▸ WORK TO COMPLETE:
Your answer should be the lines of the listing that contain the word "Target".

▸ MATERIAL PROVIDED:
• • •
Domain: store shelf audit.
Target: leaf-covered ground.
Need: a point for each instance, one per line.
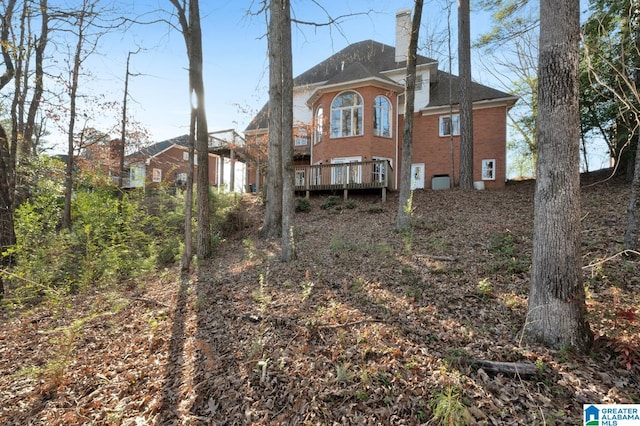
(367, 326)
• • •
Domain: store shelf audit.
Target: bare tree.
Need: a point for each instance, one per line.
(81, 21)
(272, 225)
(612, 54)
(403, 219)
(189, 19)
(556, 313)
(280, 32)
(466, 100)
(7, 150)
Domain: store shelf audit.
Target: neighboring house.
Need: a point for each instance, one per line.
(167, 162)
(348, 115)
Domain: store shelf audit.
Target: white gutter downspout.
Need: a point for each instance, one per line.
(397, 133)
• • •
▸ RESULT FOR THIS TASK:
Target: leaf-covered ground.
Target: bare tree.
Target: neighboring house.
Target: white gutter downspout.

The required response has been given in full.